[[ Passage shown open ]]

The 2020 report by Digital Poland reveals that 61% of Poles derive their knowledge from online sources like info portals, 45% from social media, 42% from search engines, and 30% read online blogs and forums . On the other hand, the internet and social media are one of the main sources of fake news – encountered by as many as 82% of Poles. In the GfK report, over half of the respondents (51%) said they encountered fake news on social media. About one-third mentioned blogs and forums (32%), and one in five pointed to online portals (27%). Interestingly, 13% of respondents reported encountering fake news even on specialized online services. The most common topics for false news are climate and energy, but health is also a frequent subject.

“The most common false news relate to topics we search for online, such as vaccines, diet, or how to deal with various types of diseases,” says Prof. Pinkas. For example, when someone searches on how to deal with a cold, they may encounter misleading information about a product that’s being promoted for sale, serving as a form of product marketing rather than effective health advice.

According to 63% of Poles, manufacturers hide information about harmful ingredients or food additives. 57% believe that genetically modified plants are unhealthy for humans. There are also false theories about vaccines and pandemics – one-third of Poles believe the pandemic was pre-planned, 19% believe Bill Gates is behind it, and 13% agree with the theory that vaccines cause autism and that SARS, swine flu, and COVID-19 are the result of deploying 3G, 4G, and 5G technologies.

Fake news is mainly created by denialists who reject true knowledge, says Prof. Pinkas. They are not created by medical professionals or scientists, but by people who aim to profit from ignorance by promoting harmful ideas. Dealing with this is hard because people often don’t realize the intent behind it and struggle to verify what they see online.

Particularly susceptible to pseudoscientific theories and fake news are people living in rural areas, those with a lower education, those using so-called “alternative” sources of information, and most notably, young people who trust social media and couldn’t tell fact from fiction. For instance, in the 18-34 age group, 42% believe the COVID-19 pandemic was pre-planned. Among older people aged 55+, only 19% believe this theory.

“The phenomenon of medical fake news is very dangerous as it often spreads faster than the most contagious virus,” emphasizes Prof. Pinkas. This is confirmed by a 2018 study by the Massachusetts Institute of Technology (MIT) which proved that it takes fake news on Twitter on average six times less time to reach 1,500 people than true information, and has a higher chance of being retweeted.

The phenomenon has particularly intensified during the COVID-19 pandemic, with a flood of misleading information about the virus spreading online. The virus has become a perfect tool for internet trolls and cybercriminals aiming to benefit from the situation. This was termed “infodemic,” to reflect the explosive spread of both the virus and fake news.

The pandemic has led to a situation where we increasingly search for information online as direct contacts with professionals were limited. This resulted in people often coming across misleading information, says Prof. Pinkas. Only 5% of Poles use fact-checking services according to the GfK survey, and even Big Tech despite declarations of combating the spread of false information, is not doing enough.

The problem is also that social media users often unconsciously or consciously become a channel for spreading fake news further. NASK (National Research Institute) studies from 2019 show that nearly one in five respondents admitted to sharing or liking information on social media which they knew was false.

“We should trust medical professionals and be capable of finding good information from a variety of proven sources like research institutes or trusted institutions based on scientific evidence,” concludes Prof. Pinkas.

[[ Passage shown closed ]]

Your instructions: How would you summarize the text on fake news in Poland in two sentences? The records have no connection to the text on fake news in Poland.

[[ Supplied records open ]]

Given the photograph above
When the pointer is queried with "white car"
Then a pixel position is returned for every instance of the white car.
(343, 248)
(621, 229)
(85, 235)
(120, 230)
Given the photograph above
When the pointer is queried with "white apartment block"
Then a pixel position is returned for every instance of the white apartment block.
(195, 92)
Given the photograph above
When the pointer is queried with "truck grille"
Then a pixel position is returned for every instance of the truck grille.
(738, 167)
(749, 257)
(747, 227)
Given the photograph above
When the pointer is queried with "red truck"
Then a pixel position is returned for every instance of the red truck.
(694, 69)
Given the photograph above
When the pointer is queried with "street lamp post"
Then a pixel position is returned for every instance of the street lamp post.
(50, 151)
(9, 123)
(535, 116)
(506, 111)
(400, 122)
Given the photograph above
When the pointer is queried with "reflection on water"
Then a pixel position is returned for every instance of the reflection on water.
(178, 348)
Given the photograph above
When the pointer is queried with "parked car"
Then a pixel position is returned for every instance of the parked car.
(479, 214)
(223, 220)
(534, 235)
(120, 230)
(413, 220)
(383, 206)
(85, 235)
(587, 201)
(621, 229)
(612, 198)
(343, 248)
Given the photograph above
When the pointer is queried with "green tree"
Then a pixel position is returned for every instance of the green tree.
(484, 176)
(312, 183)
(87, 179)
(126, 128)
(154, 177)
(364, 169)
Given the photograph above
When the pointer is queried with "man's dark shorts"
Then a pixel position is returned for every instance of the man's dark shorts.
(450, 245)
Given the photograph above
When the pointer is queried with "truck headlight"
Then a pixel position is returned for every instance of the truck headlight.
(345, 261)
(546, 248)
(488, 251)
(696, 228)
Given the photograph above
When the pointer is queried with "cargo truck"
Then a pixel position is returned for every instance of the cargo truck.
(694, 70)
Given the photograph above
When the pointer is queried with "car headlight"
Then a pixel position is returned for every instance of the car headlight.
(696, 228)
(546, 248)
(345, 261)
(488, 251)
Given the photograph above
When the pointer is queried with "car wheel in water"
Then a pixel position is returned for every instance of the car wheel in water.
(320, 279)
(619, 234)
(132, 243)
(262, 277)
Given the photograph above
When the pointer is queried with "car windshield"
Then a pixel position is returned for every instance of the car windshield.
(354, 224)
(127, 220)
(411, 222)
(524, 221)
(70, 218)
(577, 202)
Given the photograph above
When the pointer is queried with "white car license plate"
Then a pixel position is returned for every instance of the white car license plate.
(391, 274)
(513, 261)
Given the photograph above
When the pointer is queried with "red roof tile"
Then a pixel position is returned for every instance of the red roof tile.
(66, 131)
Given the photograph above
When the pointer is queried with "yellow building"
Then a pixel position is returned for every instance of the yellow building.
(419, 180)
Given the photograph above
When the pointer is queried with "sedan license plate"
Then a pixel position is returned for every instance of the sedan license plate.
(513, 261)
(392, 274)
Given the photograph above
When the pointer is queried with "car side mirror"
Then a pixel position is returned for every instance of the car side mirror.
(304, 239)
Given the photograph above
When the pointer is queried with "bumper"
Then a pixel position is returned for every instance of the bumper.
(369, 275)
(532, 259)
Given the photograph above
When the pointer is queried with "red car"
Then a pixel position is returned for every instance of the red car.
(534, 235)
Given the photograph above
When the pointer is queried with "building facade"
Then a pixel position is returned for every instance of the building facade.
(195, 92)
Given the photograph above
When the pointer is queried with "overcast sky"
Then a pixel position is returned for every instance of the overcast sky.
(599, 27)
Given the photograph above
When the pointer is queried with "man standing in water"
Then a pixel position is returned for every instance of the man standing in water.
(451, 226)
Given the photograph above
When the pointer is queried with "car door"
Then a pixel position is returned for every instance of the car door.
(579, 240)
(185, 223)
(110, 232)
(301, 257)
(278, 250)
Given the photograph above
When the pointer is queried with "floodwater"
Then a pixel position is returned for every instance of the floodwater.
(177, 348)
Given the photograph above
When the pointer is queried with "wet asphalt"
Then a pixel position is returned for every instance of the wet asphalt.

[[ Supplied records closed ]]

Written response: Many Poles get their knowledge from online sources, yet the internet and social media are among the main sources of fake news, which 82% of Poles encounter, and health is a frequent subject alongside climate and energy. According to Prof. Pinkas, medical fake news comes mainly from denialists who aim to profit from ignorance, often spreads faster than the most contagious virus and intensified during the COVID-19 pandemic, so people should trust medical professionals and proven, evidence-based sources.